**Given data:**
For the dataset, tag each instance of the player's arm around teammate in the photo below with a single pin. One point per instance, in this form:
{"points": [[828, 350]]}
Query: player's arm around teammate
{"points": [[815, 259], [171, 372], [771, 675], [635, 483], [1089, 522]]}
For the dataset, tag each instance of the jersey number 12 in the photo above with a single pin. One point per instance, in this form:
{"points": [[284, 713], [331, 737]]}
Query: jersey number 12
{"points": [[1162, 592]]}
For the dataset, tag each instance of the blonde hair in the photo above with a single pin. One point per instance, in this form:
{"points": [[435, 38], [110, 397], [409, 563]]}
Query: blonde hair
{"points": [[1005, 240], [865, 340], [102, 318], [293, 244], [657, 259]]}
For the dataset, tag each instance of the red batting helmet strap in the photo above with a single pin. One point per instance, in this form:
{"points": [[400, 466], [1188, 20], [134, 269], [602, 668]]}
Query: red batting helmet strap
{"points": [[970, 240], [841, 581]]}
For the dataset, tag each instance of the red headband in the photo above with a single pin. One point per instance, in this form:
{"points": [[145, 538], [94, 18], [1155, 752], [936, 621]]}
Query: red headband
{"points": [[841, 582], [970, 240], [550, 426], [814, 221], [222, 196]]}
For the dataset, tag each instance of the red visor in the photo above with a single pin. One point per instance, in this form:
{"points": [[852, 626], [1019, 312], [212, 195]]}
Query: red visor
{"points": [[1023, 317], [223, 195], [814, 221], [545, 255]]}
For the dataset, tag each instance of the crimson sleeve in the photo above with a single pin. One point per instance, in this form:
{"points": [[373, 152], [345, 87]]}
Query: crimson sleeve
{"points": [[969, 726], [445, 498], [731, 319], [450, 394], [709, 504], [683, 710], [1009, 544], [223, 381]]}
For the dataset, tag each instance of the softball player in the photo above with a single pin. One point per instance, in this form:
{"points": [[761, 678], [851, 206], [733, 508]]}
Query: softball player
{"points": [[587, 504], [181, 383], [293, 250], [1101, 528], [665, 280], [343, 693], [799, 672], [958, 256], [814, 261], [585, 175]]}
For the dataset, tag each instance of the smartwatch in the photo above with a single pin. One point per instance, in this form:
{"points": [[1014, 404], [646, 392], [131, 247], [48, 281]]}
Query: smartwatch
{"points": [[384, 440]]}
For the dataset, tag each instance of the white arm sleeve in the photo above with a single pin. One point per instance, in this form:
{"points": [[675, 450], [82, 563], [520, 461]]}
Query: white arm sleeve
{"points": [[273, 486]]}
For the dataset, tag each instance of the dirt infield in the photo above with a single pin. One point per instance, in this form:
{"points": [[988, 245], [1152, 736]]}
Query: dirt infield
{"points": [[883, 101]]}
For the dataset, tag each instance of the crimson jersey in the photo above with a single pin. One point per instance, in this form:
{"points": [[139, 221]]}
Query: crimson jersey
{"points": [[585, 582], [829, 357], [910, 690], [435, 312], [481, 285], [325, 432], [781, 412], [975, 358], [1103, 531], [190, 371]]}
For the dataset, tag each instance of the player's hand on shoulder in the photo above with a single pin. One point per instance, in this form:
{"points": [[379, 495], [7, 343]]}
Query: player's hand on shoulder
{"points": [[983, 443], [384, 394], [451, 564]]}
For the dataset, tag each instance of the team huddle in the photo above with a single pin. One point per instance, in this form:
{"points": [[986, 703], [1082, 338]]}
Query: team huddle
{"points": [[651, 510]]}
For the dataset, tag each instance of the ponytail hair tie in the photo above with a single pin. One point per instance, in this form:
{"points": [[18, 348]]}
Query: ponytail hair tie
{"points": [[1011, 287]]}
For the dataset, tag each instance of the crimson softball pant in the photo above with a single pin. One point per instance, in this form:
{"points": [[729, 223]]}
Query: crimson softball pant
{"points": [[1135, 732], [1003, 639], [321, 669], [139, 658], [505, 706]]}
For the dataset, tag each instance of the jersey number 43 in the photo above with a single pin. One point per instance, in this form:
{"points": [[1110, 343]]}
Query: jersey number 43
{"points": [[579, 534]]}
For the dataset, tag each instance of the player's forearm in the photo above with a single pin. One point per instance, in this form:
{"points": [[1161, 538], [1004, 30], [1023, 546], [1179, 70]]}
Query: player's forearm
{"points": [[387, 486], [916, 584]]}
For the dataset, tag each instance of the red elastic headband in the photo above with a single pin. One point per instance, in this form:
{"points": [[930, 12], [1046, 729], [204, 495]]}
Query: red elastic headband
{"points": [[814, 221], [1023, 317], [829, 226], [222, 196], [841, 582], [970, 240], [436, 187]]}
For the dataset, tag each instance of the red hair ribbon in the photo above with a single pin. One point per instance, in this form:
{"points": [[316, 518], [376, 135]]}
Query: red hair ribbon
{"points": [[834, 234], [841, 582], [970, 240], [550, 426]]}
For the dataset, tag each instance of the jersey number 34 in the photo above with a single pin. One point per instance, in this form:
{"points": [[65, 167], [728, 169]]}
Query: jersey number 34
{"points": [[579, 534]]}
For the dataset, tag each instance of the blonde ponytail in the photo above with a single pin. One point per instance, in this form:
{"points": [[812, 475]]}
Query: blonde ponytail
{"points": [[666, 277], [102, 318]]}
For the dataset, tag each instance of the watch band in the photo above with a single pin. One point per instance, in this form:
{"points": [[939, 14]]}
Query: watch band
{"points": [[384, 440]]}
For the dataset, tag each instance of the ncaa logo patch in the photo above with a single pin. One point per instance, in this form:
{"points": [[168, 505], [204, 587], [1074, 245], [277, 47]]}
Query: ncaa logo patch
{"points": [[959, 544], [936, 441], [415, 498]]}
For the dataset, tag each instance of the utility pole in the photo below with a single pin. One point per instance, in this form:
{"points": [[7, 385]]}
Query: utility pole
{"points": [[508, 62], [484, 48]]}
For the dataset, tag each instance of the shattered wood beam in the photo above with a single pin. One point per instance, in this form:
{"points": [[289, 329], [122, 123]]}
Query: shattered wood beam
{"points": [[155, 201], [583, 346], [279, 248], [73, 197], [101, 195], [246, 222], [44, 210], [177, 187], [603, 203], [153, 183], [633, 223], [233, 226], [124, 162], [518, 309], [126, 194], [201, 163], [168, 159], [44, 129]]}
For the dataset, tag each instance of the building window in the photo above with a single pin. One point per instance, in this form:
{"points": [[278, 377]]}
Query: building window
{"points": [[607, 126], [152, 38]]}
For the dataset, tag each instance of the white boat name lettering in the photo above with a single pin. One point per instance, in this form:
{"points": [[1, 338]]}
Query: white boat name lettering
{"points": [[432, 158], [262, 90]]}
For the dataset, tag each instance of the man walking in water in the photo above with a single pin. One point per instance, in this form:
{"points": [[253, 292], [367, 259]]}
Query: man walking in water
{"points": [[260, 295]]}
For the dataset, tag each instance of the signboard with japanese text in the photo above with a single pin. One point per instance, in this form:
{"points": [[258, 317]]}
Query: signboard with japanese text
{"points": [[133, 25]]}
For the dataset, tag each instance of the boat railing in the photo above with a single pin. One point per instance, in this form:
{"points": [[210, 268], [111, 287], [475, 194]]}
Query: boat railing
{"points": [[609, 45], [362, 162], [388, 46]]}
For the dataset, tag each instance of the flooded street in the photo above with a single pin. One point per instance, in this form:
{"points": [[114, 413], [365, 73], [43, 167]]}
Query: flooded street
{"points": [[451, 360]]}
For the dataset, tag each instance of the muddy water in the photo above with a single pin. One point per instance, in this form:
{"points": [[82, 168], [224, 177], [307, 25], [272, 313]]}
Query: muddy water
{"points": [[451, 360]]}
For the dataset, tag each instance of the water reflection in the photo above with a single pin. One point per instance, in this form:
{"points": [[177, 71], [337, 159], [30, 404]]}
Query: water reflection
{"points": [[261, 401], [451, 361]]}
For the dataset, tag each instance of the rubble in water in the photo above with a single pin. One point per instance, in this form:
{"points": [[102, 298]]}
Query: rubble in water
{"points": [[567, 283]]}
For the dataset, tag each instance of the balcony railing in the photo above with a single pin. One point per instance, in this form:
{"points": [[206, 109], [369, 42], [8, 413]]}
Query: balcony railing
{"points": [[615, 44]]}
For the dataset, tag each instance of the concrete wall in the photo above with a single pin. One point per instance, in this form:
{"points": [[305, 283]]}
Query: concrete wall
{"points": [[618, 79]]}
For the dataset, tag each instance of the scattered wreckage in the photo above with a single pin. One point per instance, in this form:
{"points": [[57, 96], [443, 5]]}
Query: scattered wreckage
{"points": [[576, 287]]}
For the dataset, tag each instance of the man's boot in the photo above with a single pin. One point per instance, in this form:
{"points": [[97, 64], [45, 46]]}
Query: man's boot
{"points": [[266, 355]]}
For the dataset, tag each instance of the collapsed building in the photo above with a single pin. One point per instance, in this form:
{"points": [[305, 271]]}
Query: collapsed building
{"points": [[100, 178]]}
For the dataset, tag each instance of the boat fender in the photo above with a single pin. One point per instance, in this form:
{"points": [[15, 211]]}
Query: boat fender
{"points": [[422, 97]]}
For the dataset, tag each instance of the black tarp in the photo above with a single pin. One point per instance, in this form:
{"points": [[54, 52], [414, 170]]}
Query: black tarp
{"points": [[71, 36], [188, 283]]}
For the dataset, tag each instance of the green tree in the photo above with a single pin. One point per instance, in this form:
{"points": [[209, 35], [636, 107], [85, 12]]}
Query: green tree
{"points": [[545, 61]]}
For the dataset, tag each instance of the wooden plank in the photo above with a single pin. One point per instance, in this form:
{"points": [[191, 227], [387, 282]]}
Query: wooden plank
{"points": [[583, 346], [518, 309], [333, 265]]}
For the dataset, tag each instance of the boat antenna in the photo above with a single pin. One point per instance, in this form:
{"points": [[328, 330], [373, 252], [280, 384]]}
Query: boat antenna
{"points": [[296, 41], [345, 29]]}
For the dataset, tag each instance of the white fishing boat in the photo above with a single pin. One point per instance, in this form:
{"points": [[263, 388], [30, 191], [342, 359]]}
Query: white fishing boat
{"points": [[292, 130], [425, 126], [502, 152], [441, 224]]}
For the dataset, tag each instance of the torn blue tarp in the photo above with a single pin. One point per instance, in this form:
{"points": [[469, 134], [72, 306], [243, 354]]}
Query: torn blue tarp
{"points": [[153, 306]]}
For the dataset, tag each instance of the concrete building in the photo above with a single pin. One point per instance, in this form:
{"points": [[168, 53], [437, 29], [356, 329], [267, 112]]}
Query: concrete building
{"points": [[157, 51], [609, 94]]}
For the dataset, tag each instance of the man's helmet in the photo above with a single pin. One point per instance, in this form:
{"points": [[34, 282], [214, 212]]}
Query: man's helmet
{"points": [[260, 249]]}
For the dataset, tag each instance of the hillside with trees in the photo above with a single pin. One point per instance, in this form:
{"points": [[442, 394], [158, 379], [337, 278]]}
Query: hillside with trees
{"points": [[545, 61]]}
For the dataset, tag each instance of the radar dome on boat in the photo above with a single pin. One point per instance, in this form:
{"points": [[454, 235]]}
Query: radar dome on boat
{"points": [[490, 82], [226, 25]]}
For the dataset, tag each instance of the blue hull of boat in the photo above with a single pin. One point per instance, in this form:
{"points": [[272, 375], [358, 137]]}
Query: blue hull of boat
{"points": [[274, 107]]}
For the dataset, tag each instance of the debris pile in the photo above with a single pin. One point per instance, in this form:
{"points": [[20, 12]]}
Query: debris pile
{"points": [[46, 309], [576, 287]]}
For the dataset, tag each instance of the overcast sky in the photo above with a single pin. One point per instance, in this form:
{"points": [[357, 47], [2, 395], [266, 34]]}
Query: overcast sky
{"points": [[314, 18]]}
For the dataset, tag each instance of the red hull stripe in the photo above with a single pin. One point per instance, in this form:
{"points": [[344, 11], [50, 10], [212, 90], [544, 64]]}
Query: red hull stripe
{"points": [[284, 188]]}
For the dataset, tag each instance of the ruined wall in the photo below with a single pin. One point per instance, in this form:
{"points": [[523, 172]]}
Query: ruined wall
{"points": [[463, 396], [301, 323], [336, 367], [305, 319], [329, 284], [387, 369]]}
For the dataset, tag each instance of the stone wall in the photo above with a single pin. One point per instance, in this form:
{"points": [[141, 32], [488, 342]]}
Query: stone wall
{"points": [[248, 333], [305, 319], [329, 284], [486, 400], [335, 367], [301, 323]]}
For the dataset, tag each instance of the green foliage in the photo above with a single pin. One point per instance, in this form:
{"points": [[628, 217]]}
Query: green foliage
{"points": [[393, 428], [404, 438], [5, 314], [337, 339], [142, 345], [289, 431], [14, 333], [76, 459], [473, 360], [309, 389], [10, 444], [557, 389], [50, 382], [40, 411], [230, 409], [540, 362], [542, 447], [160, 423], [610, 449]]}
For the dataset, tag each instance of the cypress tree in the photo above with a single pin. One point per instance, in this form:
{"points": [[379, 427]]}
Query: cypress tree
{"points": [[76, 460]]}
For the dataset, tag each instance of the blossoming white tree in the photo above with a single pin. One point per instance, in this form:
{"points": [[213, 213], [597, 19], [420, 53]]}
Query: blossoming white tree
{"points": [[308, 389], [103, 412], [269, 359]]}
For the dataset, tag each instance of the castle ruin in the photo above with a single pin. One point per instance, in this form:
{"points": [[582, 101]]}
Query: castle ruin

**Required task:** Return, word for word, the lines of the records that start at the line containing "For the dataset, tag each instance of the white fishing" and run through the line containing "Query: white fishing boat".

**Reply:**
For the dataset, tag each instance of the white fishing boat in the photo above with a single pin. One point per instance, in this form:
{"points": [[263, 388], [30, 191], [342, 359]]}
Query: white fishing boat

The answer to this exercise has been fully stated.